**Action item:**
Give back only the lines in the records below from the one with "# trace the outline of every instance of the evergreen" to the one with "Outline every instance of the evergreen tree.", both inclusive, word for word.

Stored entries
★ ★ ★ ★ ★

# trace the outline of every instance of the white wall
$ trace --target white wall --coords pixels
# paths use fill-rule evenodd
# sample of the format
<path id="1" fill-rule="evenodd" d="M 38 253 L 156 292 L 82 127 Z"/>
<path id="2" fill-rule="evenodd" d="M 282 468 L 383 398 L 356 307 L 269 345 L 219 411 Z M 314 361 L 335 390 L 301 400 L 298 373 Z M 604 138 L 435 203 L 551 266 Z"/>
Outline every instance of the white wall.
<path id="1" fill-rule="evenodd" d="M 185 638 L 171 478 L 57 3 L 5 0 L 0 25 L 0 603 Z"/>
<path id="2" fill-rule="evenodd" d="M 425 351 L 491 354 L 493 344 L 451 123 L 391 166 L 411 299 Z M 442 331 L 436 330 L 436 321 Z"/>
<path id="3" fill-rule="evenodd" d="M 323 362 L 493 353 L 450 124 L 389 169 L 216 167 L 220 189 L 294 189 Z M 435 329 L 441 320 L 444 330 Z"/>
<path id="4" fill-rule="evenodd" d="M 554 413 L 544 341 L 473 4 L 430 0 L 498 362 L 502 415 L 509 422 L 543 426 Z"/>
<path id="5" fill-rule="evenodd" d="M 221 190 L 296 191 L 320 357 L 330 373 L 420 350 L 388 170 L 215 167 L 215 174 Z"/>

★ ★ ★ ★ ★

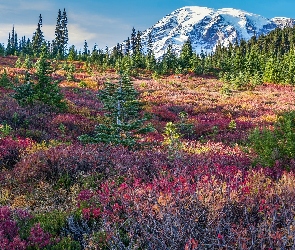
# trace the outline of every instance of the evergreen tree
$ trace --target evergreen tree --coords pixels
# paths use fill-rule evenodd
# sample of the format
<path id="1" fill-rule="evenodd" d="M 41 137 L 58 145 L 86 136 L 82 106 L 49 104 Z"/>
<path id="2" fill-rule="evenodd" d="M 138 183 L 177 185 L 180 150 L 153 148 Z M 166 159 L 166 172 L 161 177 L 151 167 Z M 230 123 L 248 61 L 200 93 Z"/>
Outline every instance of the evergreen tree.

★ ★ ★ ★ ★

**Response box:**
# trace the outline of every instance of the evergreen tree
$ trace --target evergreen tree --coords pixels
# paths use fill-rule evenodd
# sample of the format
<path id="1" fill-rule="evenodd" d="M 41 137 L 58 145 L 86 136 L 82 106 L 49 104 Z"/>
<path id="2" fill-rule="evenodd" d="M 138 183 L 177 185 L 180 150 L 153 148 Z M 166 159 L 166 172 L 161 177 L 151 167 Z M 230 123 L 248 61 L 200 93 Z"/>
Outline every instance of the evergreen tree.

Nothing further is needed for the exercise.